## WORKING DATA
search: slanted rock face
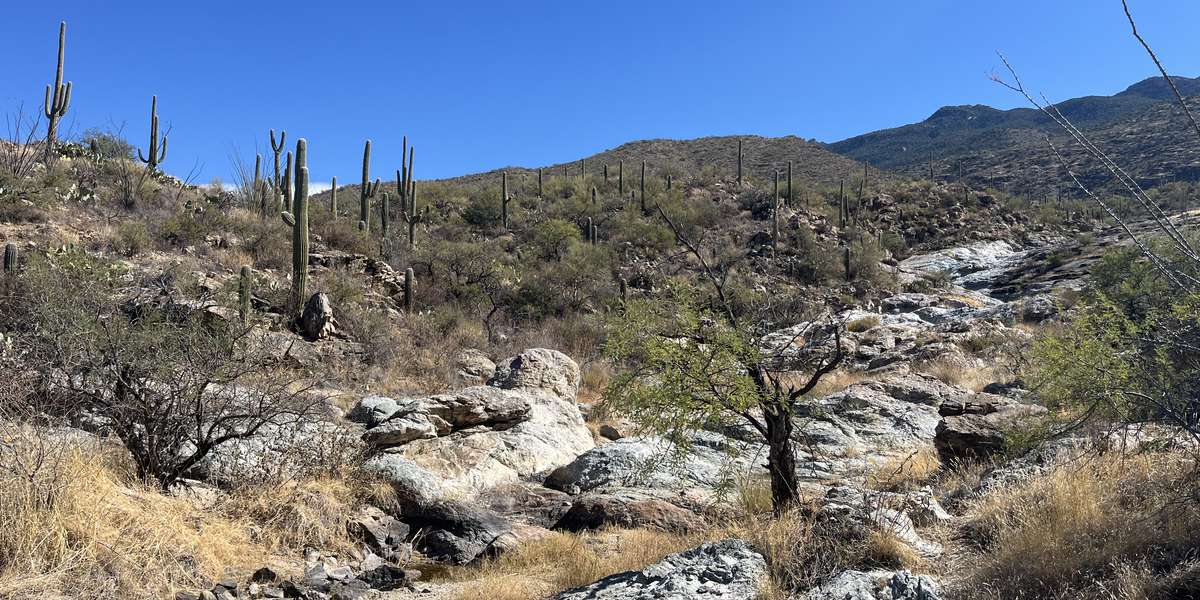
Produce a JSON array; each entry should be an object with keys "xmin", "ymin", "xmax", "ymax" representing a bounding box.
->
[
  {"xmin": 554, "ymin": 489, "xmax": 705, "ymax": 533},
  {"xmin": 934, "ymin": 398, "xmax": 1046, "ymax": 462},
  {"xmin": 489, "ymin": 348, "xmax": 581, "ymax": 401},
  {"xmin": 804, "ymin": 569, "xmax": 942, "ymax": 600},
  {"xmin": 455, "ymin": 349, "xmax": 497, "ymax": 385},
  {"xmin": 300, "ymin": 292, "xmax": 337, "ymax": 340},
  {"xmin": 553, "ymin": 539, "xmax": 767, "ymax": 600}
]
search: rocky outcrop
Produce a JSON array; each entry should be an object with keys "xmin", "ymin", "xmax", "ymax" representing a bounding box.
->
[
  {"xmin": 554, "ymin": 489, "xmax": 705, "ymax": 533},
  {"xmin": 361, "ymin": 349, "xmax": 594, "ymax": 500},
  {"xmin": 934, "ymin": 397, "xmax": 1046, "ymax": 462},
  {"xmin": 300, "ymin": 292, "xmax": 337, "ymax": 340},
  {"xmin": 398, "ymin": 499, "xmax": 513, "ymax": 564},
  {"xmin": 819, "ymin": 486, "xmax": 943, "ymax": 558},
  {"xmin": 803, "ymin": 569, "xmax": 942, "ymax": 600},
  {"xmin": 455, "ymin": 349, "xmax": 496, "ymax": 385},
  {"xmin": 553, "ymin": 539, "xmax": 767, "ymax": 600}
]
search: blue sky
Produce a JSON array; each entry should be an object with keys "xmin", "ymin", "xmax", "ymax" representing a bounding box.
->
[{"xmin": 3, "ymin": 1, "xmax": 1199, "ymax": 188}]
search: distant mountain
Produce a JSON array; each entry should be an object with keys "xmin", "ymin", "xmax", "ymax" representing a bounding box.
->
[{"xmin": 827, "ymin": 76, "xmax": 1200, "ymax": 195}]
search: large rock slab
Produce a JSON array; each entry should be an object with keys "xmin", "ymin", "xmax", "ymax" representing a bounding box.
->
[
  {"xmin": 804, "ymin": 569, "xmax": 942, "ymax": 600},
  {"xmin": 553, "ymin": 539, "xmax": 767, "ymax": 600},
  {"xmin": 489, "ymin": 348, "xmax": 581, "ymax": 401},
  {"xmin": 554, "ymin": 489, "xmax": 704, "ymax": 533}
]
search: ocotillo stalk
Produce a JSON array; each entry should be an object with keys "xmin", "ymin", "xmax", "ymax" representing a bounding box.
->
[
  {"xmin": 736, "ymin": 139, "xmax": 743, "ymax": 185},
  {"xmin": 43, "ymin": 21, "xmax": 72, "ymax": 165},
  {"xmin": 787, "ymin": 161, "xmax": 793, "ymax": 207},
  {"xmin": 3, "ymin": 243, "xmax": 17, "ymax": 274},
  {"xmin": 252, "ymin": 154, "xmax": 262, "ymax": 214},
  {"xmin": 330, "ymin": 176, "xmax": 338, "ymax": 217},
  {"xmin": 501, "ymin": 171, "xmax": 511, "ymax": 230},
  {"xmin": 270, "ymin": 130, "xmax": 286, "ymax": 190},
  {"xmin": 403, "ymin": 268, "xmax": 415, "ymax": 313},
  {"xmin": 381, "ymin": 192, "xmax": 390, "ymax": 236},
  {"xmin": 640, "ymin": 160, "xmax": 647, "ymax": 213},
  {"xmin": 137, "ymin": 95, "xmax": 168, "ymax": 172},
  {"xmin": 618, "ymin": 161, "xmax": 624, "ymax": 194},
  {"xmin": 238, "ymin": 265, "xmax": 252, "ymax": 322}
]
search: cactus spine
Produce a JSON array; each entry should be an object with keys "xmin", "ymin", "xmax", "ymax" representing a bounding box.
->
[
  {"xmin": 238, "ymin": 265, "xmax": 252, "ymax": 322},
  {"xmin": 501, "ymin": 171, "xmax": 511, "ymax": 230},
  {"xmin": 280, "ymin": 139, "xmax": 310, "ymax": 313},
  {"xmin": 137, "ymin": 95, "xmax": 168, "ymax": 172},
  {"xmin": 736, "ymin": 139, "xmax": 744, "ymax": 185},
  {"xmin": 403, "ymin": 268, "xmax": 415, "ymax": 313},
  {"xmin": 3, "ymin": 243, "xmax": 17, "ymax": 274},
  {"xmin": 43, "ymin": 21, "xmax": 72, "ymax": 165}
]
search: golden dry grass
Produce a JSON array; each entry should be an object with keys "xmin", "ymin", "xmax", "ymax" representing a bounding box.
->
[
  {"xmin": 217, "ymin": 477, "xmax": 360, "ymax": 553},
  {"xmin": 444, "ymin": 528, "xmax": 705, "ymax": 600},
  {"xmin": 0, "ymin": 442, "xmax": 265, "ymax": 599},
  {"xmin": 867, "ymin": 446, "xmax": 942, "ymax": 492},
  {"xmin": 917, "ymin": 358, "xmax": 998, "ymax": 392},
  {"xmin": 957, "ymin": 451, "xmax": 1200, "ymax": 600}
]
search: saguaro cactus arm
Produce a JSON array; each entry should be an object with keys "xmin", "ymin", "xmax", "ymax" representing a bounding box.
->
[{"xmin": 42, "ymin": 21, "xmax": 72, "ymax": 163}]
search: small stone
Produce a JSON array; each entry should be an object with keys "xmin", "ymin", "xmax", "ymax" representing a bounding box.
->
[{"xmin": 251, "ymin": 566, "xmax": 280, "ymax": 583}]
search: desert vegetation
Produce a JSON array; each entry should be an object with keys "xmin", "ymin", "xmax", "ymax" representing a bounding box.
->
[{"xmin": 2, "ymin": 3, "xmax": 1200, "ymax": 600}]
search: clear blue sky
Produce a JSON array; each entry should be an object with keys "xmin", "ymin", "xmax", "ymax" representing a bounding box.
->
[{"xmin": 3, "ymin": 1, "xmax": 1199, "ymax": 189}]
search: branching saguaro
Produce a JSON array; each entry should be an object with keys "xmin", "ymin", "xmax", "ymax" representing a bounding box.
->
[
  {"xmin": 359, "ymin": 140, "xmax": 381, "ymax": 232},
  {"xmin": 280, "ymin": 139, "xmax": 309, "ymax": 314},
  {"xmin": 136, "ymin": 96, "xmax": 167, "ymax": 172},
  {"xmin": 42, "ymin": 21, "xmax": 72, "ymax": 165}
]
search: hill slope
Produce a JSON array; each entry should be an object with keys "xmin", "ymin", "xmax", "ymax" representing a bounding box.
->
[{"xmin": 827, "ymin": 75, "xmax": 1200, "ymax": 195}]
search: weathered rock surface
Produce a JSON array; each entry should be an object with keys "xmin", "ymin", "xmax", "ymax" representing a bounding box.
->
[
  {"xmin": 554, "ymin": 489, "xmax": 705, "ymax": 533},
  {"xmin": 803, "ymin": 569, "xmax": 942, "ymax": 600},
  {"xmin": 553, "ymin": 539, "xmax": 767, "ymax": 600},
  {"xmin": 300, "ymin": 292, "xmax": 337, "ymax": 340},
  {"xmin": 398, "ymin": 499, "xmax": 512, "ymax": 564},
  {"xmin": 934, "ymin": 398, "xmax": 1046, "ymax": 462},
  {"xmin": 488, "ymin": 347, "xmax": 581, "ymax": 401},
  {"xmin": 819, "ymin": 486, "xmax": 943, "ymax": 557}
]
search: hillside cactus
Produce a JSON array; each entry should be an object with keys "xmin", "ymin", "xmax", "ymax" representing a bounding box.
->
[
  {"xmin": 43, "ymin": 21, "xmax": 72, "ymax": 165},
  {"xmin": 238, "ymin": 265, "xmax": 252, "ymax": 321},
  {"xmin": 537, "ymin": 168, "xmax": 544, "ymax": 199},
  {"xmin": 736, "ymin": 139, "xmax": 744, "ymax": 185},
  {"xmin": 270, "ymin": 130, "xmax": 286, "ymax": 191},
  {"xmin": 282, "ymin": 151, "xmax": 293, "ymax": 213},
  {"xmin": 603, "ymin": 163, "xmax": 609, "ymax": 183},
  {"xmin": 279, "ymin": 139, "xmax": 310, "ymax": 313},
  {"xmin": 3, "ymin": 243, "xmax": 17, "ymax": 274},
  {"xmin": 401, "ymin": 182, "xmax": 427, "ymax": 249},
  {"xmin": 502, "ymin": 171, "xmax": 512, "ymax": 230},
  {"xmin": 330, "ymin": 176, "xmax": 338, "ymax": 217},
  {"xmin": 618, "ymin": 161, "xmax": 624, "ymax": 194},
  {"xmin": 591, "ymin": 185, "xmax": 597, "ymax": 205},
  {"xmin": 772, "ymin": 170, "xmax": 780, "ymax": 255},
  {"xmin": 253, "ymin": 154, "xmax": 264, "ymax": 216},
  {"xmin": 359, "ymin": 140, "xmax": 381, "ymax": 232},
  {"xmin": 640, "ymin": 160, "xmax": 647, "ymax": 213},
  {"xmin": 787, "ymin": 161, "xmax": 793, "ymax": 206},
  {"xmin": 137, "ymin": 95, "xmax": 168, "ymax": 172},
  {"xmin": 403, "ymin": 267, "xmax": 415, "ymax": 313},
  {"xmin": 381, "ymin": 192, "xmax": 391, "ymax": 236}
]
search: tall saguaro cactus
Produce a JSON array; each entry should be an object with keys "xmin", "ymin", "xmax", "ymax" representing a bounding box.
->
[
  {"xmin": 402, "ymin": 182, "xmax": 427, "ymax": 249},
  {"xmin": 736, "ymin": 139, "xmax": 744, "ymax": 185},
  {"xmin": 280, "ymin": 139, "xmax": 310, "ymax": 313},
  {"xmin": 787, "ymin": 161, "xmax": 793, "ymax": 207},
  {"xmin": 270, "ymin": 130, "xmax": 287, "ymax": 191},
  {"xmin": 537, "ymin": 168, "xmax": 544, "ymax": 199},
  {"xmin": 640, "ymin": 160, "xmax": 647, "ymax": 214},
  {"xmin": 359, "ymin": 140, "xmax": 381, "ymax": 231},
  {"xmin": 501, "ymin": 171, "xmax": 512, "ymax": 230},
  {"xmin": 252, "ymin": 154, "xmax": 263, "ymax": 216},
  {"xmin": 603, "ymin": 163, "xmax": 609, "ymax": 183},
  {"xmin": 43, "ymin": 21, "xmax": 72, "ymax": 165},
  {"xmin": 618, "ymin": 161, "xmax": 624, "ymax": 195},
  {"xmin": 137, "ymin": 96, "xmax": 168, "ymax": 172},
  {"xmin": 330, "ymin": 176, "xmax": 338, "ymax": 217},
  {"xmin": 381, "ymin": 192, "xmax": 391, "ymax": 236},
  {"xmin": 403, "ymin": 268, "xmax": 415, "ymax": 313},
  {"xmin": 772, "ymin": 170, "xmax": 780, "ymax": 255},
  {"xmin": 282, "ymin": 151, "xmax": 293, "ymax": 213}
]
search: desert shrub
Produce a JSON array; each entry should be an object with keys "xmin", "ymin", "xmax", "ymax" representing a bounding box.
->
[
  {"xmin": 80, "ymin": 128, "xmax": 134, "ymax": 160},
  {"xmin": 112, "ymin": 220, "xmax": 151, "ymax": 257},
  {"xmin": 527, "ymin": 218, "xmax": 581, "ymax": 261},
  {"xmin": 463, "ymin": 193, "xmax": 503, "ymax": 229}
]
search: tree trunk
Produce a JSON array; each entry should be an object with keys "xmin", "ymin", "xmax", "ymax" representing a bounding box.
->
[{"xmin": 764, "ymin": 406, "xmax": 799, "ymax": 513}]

## EXERCISE DESCRIPTION
Where does the word "saguaro" occur in the records? Return every line that holds it.

## RESPONSE
search: saguaro cactus arm
search: branching saguaro
search: tall saguaro cactus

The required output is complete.